Extract each line of the entries below that contains the string "tower". Matching is case-sensitive.

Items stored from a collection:
================
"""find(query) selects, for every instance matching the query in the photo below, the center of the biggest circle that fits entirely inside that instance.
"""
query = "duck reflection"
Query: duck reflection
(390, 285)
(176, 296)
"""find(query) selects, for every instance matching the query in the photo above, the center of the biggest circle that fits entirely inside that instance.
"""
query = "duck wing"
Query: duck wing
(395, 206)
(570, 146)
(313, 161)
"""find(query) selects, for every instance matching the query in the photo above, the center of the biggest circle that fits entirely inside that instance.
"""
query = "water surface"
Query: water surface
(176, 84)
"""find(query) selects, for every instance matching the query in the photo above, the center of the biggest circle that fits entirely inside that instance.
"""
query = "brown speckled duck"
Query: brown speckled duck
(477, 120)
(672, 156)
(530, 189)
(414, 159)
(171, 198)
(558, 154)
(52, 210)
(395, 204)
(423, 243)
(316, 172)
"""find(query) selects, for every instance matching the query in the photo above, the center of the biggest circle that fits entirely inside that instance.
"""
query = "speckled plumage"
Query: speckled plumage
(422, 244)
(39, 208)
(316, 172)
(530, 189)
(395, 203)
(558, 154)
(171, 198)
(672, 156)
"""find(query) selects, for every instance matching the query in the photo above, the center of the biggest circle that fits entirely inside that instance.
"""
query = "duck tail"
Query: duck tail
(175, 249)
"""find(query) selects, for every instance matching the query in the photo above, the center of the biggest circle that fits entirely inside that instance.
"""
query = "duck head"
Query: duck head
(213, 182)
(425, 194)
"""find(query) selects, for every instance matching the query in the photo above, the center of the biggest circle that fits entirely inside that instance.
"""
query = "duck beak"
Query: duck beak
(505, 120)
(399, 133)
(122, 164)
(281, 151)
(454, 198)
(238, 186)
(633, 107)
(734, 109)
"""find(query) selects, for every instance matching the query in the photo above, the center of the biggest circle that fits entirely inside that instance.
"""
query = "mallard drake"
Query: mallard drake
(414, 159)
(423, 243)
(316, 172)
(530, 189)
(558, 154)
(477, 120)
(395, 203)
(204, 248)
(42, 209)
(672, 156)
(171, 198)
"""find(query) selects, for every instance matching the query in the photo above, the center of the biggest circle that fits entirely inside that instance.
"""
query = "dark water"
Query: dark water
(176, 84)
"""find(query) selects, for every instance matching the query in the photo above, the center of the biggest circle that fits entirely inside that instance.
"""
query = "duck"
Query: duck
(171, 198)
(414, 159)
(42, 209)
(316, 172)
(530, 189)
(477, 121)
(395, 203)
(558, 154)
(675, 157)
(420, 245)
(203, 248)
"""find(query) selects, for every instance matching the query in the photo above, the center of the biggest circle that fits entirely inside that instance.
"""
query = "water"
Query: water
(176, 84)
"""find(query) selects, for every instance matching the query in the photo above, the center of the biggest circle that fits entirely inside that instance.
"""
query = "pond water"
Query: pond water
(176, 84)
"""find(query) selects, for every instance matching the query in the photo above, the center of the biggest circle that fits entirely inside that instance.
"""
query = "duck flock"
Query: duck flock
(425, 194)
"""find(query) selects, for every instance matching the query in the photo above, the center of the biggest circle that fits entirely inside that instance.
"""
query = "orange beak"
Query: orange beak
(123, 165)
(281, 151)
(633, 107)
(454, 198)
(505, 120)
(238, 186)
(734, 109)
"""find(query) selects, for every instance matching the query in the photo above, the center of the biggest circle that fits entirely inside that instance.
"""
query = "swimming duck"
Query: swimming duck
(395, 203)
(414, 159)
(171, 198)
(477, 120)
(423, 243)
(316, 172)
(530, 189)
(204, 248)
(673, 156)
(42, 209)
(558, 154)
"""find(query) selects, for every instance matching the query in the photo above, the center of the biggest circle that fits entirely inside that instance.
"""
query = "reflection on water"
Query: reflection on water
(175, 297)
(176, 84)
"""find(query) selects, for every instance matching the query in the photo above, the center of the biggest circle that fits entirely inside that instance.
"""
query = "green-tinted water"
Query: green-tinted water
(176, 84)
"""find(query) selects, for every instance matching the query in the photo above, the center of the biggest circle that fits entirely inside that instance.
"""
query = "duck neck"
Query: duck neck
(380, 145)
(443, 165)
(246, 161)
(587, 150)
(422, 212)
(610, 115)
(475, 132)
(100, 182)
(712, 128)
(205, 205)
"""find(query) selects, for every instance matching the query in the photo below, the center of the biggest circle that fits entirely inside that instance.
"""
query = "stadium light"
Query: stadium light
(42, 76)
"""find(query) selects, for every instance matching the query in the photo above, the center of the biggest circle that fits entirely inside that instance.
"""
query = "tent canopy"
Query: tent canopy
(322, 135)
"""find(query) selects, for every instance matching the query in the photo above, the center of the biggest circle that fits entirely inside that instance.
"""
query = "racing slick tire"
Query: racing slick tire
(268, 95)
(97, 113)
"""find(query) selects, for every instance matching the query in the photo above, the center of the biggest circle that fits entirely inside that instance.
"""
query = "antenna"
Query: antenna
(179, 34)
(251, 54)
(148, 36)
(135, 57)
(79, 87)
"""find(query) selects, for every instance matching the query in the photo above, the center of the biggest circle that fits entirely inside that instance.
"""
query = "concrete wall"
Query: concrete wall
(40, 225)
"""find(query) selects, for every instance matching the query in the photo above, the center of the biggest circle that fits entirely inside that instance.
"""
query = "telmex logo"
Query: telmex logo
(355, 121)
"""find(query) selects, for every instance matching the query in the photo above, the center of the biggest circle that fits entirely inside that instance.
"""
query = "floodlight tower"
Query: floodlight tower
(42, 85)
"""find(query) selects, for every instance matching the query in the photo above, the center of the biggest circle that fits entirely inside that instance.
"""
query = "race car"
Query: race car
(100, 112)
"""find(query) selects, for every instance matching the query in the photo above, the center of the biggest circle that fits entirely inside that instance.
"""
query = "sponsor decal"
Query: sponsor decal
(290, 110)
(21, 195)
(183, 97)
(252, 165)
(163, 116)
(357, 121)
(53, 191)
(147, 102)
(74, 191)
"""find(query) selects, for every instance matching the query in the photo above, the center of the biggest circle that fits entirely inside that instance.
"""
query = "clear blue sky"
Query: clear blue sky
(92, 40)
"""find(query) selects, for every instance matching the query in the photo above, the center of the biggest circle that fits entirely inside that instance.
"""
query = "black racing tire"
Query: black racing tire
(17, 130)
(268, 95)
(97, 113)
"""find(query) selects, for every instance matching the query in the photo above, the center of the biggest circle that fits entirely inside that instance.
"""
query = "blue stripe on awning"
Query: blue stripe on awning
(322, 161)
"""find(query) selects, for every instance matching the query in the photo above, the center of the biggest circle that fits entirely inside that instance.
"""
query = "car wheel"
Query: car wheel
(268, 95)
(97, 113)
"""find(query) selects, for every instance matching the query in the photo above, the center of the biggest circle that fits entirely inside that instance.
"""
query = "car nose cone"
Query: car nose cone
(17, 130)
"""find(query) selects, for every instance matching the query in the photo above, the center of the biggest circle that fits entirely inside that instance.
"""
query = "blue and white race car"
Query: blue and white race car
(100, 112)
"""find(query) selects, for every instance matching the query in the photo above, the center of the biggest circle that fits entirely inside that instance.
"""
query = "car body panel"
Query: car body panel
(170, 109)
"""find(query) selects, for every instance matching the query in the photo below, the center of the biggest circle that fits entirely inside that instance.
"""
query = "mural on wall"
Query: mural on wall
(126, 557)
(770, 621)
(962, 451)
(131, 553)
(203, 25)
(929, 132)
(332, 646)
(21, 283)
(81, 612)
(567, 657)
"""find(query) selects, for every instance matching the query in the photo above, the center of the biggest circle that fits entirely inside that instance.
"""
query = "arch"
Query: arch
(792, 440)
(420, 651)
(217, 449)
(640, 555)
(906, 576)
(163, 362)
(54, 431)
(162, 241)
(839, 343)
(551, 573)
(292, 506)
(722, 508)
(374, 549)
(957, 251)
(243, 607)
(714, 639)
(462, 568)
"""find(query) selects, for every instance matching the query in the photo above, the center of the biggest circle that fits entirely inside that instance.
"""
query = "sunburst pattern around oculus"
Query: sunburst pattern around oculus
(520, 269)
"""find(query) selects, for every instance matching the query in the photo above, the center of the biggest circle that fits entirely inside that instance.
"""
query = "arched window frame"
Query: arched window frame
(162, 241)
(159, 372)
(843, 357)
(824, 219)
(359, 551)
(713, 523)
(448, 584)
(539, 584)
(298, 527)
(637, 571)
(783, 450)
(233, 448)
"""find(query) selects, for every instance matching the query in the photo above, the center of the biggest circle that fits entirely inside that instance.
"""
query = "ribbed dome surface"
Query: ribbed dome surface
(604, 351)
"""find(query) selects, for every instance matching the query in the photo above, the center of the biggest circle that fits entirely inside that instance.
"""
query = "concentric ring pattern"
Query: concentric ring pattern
================
## [COMPLETED TASK]
query = "floodlight tower"
Query: floodlight tower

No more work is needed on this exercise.